■ **Instructions to follow**:
Images are to be left out; everything else in the records gets copied exactly.

━━━━━━━━━━

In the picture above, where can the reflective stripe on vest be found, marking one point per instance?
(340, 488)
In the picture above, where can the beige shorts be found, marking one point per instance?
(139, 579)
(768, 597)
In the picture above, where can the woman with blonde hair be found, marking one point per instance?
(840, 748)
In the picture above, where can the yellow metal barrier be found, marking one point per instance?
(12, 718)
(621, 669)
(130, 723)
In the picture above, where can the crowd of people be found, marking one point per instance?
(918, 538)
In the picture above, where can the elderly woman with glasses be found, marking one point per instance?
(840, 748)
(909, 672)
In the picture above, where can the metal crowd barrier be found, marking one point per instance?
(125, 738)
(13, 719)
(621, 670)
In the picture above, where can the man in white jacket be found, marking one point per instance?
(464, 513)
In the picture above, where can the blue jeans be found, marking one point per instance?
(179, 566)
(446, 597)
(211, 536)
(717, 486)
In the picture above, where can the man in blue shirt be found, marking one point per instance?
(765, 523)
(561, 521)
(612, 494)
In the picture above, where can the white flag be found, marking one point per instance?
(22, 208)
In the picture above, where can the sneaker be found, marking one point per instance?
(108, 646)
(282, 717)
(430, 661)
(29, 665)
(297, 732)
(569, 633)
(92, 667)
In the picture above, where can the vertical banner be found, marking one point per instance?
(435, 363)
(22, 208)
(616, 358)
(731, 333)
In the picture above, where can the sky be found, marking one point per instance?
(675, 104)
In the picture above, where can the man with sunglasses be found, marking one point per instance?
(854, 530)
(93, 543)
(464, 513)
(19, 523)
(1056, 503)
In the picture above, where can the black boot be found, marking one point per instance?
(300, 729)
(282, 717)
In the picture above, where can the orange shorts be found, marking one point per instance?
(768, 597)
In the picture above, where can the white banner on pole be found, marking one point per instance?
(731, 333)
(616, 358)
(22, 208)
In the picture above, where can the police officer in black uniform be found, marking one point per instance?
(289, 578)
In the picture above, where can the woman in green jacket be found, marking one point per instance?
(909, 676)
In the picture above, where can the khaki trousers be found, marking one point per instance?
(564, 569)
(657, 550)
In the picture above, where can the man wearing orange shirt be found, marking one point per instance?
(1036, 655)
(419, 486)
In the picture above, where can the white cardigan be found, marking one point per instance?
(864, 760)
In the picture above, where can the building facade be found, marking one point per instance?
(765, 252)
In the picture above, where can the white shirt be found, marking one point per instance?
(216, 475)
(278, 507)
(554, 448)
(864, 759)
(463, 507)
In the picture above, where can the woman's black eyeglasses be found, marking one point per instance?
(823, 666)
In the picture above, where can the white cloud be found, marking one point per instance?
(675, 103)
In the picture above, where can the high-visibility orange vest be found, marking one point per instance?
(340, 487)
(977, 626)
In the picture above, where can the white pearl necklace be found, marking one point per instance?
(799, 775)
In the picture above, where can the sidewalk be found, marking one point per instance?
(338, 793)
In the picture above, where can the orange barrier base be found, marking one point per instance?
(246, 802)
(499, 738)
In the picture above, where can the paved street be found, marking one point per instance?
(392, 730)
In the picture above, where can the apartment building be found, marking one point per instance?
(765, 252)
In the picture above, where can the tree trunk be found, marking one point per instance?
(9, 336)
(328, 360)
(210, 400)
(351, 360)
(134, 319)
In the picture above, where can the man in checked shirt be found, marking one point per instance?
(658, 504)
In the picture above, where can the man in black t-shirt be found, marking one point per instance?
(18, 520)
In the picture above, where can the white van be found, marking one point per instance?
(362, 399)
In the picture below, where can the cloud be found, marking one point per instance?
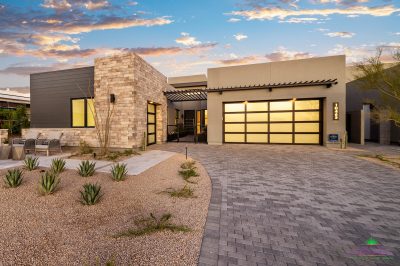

━━━━━━━━━━

■ **Your solution**:
In the picture above, where can the reflective stripe on vest be found, marking one point per instance?
(340, 488)
In the picture above, where can the beige shorts be found, marking one point per instance?
(139, 579)
(768, 597)
In the picture above, where can the woman with blonde hair be found, marking one point per instance?
(840, 748)
In the picture above, where can the yellow metal barrier be found, marking one point per instance?
(12, 718)
(621, 669)
(130, 723)
In the picture above, where can the crowd of people be found, marking one point per instance?
(918, 538)
In the picture above, where can the elderly woman with glasses be found, marking one point per instance?
(840, 748)
(909, 672)
In the picture above, where can the metal crowd barrier be found, marking one point per instance?
(125, 738)
(13, 719)
(621, 670)
In the picture above, where can the man in white jacket be found, marking one point per instance?
(464, 513)
In the picture above, where can the blue jeans be found, marking one point per instance?
(179, 566)
(446, 597)
(211, 536)
(717, 486)
In the picture above, where can the man in blue shirt be found, marking one point per instance?
(765, 523)
(561, 521)
(612, 494)
In the picture above, where can the white flag be found, marking one point per instance?
(22, 208)
In the picture above, where can the sneaker be found, marking one point per instance?
(108, 646)
(282, 717)
(430, 661)
(29, 665)
(297, 732)
(569, 633)
(92, 667)
In the picture above, where can the vertical banner be found, marking one point per instance?
(435, 363)
(22, 208)
(616, 358)
(731, 333)
In the picture above, where can the sky be found, marking one point per instance?
(675, 104)
In the picture above, where can the man with sunglasses be found, marking one point per instance?
(854, 530)
(93, 543)
(464, 513)
(19, 523)
(1056, 503)
In the picture above, where can the black boot be found, marking one point per instance?
(300, 729)
(282, 717)
In the picture above, where can the orange shorts be found, marking one point per instance?
(768, 597)
In the picture above, where can the white banner on pole be found, marking one point per instance?
(731, 333)
(616, 358)
(22, 208)
In the picture above, where can the police officer in black uniform be found, marking one point per instance?
(289, 578)
In the picture above, where can the woman in green jacket be found, marking one point per instance?
(909, 676)
In the picture above, where can the khaki trousers be found, marking one point per instance?
(564, 569)
(657, 550)
In the picture above, where can the man wearing orange shirt be found, marking one point per instance?
(1036, 655)
(419, 486)
In the picture above, where can the white cardigan be found, marking one point per instance?
(864, 760)
In the picture above, where can the building facade be found, marking one point per instance?
(765, 252)
In the picture above, where can the white shirt be found, marking one point per instance?
(216, 475)
(278, 507)
(554, 448)
(864, 759)
(463, 507)
In the picture above, where can the woman's black eyeglasses be found, marking one point per instance?
(823, 666)
In the picture above, where can the white cloud be found, marking one point per instance?
(675, 103)
In the picture above, where can the high-visibility orange vest be found, marking one point per instance?
(340, 487)
(977, 626)
In the picture above, where can the white pearl necklace be found, marking one point per instance?
(799, 775)
In the picture above, where can the sidewalk be found, marking one point per instance?
(338, 793)
In the picture above, where can the orange barrier base be found, marking one point per instance?
(246, 802)
(499, 738)
In the picture above, where can the paved street be found, marking one point per instance?
(392, 730)
In the picture above, where can the apartment building be found, marking one point per instance?
(765, 252)
In the picture above, where can the tree trunk be found, marking one point per instance?
(9, 336)
(328, 360)
(210, 400)
(351, 360)
(134, 319)
In the picture above, where can the man in checked shirt be found, marking one point per instance?
(658, 504)
In the picture above, where can the man in black t-shirt be found, marking one point per instance?
(18, 520)
In the picture above, where can the white van be found, marking one point per instance?
(362, 399)
In the picture below, where can the cloud be found, marking one point per instance?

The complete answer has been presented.